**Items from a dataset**
>>

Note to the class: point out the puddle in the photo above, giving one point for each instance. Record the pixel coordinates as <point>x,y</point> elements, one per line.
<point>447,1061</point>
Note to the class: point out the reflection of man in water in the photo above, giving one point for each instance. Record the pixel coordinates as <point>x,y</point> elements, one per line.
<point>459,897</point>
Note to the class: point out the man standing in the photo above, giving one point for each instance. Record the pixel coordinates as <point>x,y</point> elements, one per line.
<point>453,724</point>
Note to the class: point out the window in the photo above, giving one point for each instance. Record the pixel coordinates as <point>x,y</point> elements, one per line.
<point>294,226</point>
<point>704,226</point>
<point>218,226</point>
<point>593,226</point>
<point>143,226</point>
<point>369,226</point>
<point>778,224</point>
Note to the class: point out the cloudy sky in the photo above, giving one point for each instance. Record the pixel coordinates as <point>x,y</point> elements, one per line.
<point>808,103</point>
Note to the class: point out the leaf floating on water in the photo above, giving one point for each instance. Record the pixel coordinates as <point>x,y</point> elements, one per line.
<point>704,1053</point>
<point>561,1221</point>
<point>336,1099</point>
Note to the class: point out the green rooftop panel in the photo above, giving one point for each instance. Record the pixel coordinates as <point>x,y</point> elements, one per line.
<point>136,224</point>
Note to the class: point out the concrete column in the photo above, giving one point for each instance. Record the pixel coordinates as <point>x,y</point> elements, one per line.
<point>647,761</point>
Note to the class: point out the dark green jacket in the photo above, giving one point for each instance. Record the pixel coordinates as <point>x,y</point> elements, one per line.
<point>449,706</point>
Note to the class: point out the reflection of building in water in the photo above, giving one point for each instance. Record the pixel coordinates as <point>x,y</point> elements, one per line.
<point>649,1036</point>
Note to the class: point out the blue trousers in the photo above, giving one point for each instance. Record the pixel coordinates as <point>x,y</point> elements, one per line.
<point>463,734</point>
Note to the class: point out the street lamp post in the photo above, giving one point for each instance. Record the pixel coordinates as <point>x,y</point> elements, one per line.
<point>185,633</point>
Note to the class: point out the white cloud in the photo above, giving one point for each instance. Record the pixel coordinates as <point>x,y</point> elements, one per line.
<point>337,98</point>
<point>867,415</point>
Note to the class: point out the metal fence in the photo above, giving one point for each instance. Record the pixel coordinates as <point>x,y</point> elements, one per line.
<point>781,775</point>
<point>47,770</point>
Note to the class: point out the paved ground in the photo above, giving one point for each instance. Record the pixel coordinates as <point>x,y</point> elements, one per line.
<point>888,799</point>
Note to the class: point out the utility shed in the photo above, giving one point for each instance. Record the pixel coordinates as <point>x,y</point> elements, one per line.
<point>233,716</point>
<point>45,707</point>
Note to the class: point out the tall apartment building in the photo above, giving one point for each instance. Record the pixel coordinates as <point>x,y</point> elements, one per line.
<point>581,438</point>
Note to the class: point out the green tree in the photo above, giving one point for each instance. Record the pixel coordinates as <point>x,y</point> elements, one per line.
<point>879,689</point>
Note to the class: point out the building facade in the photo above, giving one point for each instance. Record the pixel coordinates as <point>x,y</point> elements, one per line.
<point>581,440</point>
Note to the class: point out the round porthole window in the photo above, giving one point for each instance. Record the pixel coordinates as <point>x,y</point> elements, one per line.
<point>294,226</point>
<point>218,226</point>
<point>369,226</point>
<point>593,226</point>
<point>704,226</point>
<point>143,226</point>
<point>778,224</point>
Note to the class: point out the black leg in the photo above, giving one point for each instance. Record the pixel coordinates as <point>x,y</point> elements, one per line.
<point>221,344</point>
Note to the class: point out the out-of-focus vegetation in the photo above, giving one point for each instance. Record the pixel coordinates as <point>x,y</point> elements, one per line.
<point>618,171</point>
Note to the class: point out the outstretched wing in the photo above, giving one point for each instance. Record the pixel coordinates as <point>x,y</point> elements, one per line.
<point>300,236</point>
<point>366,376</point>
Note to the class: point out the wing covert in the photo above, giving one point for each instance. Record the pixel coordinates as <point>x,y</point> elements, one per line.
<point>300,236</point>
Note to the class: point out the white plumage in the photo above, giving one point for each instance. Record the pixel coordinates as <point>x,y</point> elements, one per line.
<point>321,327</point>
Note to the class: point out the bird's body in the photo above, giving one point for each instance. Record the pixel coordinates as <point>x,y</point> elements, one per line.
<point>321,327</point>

<<

**DESCRIPTION OF THE TASK**
Without dropping a single line, output the records above exactly.

**ANSWER FOR THIS EXERCISE**
Note to the class: point out the puddle in the photo above, giving one point for each instance. Record the pixel coordinates as <point>x,y</point> elements, one per line.
<point>447,1061</point>
Note to the class: point out the reflection of man in water in the photo above, giving one point for each instance. Record the pixel coordinates as <point>x,y</point> elements, one per line.
<point>459,897</point>
Note to the class: point out the man standing in the photo above, giving one point for each instance. Record the pixel coordinates as <point>x,y</point> elements, one per line.
<point>453,724</point>
Note to the class: point out the window in the photo above, giving one point for each instance. Record the pixel coordinates as <point>x,y</point> elements, one per line.
<point>294,226</point>
<point>704,226</point>
<point>218,226</point>
<point>593,226</point>
<point>143,226</point>
<point>369,226</point>
<point>778,224</point>
Note to the class: point out the cloudy sky in the photo above, giving one point for each instance. Record the pixel coordinates as <point>x,y</point> elements, one per line.
<point>808,103</point>
Note to the class: point out the leaf floating on water in the photo above, giving one point for each instance. Record the pixel coordinates as <point>x,y</point> elements, one per line.
<point>704,1053</point>
<point>561,1221</point>
<point>336,1099</point>
Note to the class: point out the green rooftop panel in the photo above, giving one point for each instance. Record the pixel coordinates as <point>x,y</point> elements, one per line.
<point>136,224</point>
Note to the class: point out the concrete column in the photo above, giving one point for each instance. Record the pixel coordinates as <point>x,y</point> elements, one per line.
<point>647,761</point>
Note to the class: point out the dark green jacket in the photo above, giving one point for each instance. Record the pixel coordinates as <point>x,y</point> elements, one per line.
<point>449,706</point>
Note to the class: point out the reflection of building in water in the photo above, giving one point for each instance. Record the pixel coordinates as <point>x,y</point> elements, one per line.
<point>649,1036</point>
Note to the class: point out the blue trousers in the photo above, giving one point for each instance. Record the pixel coordinates as <point>x,y</point> elements, one per line.
<point>463,734</point>
Note to the class: point out the street lamp post in the photo above, giving one point for each instance. Record the pixel coordinates as <point>x,y</point> elements, one per line.
<point>185,633</point>
Note to the class: point out the white cloud in the photo above, giving one point for each instance. Record the pixel coordinates as <point>x,y</point> elements, one per line.
<point>337,98</point>
<point>867,415</point>
Note to the class: point out the metal fence in the photo above, giving one point for each instance. Record the pixel coordinates as <point>x,y</point> elements, one per line.
<point>781,775</point>
<point>47,770</point>
Note to the class: point out the paved ground in the photo above, giving one point for each instance. Record the pixel coordinates as <point>x,y</point> elements, one per line.
<point>888,799</point>
Note to the class: point out the utility shed in the photo above, giving one point for each instance. Record the pixel coordinates as <point>x,y</point> elements, one per line.
<point>233,716</point>
<point>45,707</point>
Note to the class: point out the tall apartment building in the photo above, giving one point for each instance. Record the pixel coordinates as <point>x,y</point> elements, one per line.
<point>581,438</point>
Note to the class: point out the green tree in the photo above, giving one point for each instance. Record the pixel coordinates as <point>x,y</point> elements, one per line.
<point>879,689</point>
Note to the class: point out the building facade in the photo above, giving one point for each instance. Record the pixel coordinates as <point>x,y</point> elements, one per line.
<point>581,440</point>
Note to the class: point out the round porthole window in the photo above, giving one point for each instance. Record the pixel coordinates as <point>x,y</point> elements, one per line.
<point>294,226</point>
<point>218,226</point>
<point>369,226</point>
<point>593,226</point>
<point>704,226</point>
<point>143,226</point>
<point>778,224</point>
Note to the class: point out the black leg in the photo above, giving one point for each instance. Record the pixel coordinates as <point>x,y</point> elements, one per line.
<point>221,344</point>
Note to the class: point out the out-of-focus vegetation in the photo above, giving one point for each instance. Record the pixel coordinates as <point>x,y</point> elements, one per line.
<point>618,171</point>
Note to the class: point out the outstretched wing in the photo above, giving one point for each instance. Record the pixel coordinates as <point>x,y</point> elements, one per line.
<point>300,236</point>
<point>366,376</point>
Note to the class: point out the wing covert in the photo above, giving one point for each instance. Record the pixel coordinates as <point>x,y</point> elements, one per line.
<point>300,236</point>
Note to the class: point out the white plumage in the photo above, giving one point for each instance. Record the pixel coordinates as <point>x,y</point> elements, one per line.
<point>321,327</point>
Note to the class: point out the bird's body in the photo above, giving one point for each instance. Record the pixel coordinates as <point>x,y</point> elements, one per line.
<point>321,327</point>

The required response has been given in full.